▸ **Stated goal**
Pick out each line in the listing below that contains the word "Coordinates", and copy those lines.

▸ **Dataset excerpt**
* * * * * * *

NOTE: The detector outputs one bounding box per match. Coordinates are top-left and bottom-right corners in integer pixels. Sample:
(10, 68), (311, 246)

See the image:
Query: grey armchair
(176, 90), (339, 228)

* * * * * * *

▸ **Response to the exercise**
NOTE: The detector outputs one bounding box per match. Coordinates are top-left and bottom-right corners in integer pixels. Sample:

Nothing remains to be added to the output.